PROBLEM DESCRIPTION
Each line from the one that contains "Can you find the beaded headband?" to the end of the entries must be copied word for word, and only those lines.

::: MATERIAL PROVIDED :::

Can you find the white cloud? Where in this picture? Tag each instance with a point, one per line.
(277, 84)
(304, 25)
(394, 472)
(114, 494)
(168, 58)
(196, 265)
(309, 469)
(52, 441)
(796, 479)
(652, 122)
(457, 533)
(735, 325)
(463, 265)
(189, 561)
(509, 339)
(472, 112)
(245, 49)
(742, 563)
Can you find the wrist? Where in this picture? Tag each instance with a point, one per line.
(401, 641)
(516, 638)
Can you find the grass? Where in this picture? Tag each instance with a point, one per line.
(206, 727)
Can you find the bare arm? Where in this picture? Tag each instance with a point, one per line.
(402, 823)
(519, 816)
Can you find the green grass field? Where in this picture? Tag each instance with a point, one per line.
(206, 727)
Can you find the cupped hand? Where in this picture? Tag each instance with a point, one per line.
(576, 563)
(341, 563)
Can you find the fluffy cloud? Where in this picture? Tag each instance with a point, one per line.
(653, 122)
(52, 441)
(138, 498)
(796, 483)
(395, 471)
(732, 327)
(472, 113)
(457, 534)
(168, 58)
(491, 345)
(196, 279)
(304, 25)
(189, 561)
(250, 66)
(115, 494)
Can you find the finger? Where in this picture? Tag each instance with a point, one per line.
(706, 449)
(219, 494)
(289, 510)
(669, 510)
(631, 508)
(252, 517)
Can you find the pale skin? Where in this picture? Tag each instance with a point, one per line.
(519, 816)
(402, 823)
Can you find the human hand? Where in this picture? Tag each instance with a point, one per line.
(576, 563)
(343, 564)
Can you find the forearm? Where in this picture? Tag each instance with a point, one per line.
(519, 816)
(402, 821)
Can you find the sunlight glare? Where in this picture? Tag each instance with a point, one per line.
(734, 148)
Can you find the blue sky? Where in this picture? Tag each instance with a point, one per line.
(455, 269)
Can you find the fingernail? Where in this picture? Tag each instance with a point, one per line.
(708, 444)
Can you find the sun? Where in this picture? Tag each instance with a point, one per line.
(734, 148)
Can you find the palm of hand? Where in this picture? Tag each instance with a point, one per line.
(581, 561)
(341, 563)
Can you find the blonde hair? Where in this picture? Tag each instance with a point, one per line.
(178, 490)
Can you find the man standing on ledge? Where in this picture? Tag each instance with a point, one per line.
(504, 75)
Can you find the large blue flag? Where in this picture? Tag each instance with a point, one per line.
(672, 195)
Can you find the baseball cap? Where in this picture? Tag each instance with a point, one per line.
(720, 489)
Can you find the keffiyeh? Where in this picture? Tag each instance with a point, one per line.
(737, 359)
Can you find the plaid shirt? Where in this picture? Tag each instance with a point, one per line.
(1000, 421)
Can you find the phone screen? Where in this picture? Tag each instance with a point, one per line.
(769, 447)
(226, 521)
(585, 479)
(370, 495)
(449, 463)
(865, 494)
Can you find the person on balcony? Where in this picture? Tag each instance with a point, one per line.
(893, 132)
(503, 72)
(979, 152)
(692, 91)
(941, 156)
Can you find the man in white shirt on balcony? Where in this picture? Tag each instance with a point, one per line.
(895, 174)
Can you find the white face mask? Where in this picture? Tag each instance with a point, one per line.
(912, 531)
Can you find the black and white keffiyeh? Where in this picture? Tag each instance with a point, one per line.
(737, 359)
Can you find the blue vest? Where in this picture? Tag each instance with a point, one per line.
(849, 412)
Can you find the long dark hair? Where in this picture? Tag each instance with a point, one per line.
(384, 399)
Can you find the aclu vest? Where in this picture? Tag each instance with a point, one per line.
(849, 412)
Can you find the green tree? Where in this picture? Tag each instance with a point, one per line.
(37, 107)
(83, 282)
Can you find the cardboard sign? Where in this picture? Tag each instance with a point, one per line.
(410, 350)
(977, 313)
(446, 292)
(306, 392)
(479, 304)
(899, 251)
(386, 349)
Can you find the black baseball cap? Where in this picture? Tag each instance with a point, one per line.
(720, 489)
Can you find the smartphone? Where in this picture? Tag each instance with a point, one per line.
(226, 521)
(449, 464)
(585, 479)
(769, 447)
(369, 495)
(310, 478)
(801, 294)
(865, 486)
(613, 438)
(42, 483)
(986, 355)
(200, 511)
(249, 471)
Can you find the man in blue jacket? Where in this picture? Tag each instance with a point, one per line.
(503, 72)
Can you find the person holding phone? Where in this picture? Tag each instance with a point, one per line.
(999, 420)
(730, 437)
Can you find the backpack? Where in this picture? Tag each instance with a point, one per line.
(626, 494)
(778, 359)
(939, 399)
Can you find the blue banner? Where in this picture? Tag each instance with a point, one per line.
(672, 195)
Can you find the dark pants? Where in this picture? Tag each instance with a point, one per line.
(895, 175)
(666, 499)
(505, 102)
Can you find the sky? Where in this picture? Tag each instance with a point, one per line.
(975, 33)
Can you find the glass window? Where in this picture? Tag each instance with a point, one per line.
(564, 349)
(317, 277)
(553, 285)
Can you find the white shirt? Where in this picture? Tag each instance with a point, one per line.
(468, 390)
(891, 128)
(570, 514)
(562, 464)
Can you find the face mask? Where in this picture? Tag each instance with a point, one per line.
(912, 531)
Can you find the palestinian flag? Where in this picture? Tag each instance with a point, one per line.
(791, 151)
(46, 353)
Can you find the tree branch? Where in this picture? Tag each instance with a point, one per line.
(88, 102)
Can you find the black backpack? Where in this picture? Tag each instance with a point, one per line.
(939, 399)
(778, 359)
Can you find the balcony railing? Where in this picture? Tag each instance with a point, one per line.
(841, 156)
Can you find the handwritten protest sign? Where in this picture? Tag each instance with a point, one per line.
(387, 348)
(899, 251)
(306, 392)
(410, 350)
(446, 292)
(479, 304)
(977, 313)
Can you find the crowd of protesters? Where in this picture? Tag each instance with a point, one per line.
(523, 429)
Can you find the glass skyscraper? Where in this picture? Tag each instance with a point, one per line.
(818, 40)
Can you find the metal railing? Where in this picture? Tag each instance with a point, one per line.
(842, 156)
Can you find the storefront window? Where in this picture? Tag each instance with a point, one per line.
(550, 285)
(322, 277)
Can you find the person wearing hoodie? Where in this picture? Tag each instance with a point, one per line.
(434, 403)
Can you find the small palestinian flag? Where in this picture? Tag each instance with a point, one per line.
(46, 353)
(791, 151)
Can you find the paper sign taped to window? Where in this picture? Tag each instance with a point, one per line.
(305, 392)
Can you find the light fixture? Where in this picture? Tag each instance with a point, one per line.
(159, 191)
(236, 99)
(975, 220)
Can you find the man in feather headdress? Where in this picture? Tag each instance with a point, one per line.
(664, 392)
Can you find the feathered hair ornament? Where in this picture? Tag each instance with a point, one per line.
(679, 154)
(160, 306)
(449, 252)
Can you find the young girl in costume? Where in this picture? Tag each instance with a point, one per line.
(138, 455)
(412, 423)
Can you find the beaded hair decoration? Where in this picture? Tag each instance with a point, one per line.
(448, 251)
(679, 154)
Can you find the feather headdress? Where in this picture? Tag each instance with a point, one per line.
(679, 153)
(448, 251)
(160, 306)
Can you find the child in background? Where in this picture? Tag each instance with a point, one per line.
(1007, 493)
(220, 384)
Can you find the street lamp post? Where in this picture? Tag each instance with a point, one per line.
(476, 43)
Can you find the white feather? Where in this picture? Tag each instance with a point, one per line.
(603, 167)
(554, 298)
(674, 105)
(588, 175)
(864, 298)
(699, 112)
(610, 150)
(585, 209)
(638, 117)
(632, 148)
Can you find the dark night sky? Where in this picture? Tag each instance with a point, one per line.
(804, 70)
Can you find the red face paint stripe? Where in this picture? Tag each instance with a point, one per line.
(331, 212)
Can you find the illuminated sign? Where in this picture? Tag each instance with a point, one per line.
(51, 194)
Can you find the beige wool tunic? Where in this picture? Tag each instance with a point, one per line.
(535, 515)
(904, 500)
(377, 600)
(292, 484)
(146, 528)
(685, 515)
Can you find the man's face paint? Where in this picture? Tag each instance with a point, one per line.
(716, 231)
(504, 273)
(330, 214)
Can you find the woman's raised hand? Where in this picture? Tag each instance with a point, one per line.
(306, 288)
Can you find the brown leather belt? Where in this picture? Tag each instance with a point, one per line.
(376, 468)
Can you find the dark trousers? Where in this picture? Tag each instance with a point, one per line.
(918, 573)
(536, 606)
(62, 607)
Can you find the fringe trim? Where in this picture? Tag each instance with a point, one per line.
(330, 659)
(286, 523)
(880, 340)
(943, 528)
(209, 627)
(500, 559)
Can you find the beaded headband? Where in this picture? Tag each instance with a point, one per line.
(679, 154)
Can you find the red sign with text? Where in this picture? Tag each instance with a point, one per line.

:::

SOLUTION
Can you find the beaded headband? Where in this picture? Tag each instance with a point, one per line.
(679, 154)
Can you find the red sign with text? Where in this picture? Tag each instance with a point, one per line.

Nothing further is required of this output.